This might read like a niche complaint about gaming and PC hardware, but the pattern underneath it touches almost anyone who has ever bought a movie, a game, or a piece of software they assumed was theirs. This is about how much control people have over things they have already paid for.

Sony confirmed it will stop producing physical PlayStation game discs entirely starting January 2028, which effectively confirms the next console will ship without a disc drive. GTA 6’s physical edition, priced at 80 dollars for the standard version and 100 dollars for the Ultimate Edition, will ship with nothing but a code in the box. There is no disc to resell, lend, or keep working if a server somewhere eventually shuts down. Valve’s long-delayed Steam Machine arrived at 1,049 dollars, roughly 300 dollars above its original target, for hardware many already call underwhelming for the price.

None of this is happening by accident and the timing lines up with a hardware market under real strain. Memory analysts at Jefferies expect DRAM prices to rise 40 to 50 % in the third quarter of 2026, then another 30 to 40 % in the fourth, with no meaningful relief before 2028. A California lawsuit accuses Samsung, SK Hynix and Micron of deliberately restricting supply to chase the much higher margins available from AI data centre memory instead. Microsoft is already raising Xbox prices by 100 dollars this August because of it.

....

# [Exercise requirements]
(1) In the passage on gaming and ownership, rewrite the part starting at "This might read" and ending at "already paid for.", substituting "ownership" for "control".
(2) According to the passage on gaming and ownership, when will Sony stop producing physical PlayStation game discs?
(3) Can you extend the passage on gaming and ownership by picking up right after its final sentence?
The entries that come after this passage have no connection to it.

....

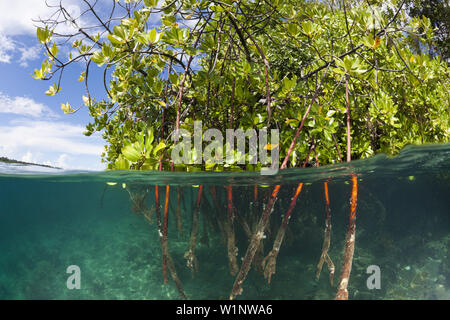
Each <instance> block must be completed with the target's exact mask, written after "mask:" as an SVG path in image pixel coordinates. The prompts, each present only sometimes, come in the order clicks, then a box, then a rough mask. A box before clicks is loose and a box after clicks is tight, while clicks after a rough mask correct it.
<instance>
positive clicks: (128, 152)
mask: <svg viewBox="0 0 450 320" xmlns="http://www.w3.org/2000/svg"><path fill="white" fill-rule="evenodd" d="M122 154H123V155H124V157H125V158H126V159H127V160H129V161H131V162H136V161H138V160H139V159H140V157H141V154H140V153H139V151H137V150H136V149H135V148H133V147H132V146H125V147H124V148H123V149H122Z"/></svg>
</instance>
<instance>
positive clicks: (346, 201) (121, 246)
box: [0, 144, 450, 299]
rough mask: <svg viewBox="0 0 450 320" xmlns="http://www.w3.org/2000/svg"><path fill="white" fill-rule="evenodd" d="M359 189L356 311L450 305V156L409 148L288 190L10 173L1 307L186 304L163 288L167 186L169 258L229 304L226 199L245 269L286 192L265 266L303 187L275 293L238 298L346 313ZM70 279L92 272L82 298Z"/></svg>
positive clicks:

....

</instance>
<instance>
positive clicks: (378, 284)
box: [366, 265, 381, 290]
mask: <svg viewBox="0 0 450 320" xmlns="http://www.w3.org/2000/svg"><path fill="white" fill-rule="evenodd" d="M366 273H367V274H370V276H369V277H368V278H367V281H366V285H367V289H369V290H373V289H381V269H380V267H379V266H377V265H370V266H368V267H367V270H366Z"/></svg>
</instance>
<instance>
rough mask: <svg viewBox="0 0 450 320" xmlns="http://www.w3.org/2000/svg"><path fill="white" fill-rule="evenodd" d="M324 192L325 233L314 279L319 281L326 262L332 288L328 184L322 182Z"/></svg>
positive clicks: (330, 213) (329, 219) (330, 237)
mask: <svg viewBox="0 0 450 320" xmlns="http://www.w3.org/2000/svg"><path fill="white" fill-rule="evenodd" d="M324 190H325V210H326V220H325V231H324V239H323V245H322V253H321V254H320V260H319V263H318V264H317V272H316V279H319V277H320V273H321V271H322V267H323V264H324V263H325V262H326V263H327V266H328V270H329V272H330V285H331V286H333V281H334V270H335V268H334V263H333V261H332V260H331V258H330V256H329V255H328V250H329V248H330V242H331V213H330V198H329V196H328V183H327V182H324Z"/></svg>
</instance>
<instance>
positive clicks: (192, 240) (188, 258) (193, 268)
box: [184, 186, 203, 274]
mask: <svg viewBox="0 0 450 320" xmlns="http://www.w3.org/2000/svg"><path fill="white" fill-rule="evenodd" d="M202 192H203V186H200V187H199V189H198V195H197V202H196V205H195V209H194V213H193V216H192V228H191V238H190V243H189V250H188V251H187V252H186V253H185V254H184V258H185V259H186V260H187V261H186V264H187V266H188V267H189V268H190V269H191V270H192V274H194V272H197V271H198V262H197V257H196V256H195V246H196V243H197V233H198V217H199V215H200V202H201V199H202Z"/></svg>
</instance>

....

# [Answers for the exercise]
(1)
This might read like a niche complaint about gaming and PC hardware, but the pattern underneath it touches almost anyone who has ever bought a movie, a game, or a piece of software they assumed was theirs. This is about how much ownership people have over things they have already paid for.

(2) Starting January 2028.

(3)
The part that should worry people who never touch a console is what is happening to things they already bought. Sony will delete 551 movies and TV shows, including Terminator 2 and Apocalypse Now, from PlayStation libraries across the UK and Europe on September 1, after failing to renew a licensing deal with Studio Canal. No refunds are being offered and this is not a first offence. Sony pulled over 300 titles from German and Austrian libraries in 2022 and wiped more than 1,300 seasons of Discovery shows in 2023. The same thing happens quietly across streaming platforms every year, as licensed films and shows vanish overnight with no warning and no way to get them back.

Add to this the collapse of the tools people once used to protect themselves. Pioneer exited the optical disc drive business last year, Sony has quit recordable Blu-ray and Elecom is winding down its remaining drives this summer. Burning a personal backup, once a basic consumer habit, is turning into a niche skill for people who kept old hardware.

Put together, the message is clear: fewer discs, no resale market, rising prices for the hardware needed to run any of it and a growing list of things that can simply disappear from your account without explanation or compensation.

And for my Bulgarian readers who have not bought any media because Zamunda always had it, even that era is over. The site was seized in a joint US-Bulgarian operation this year and this time it did not come back.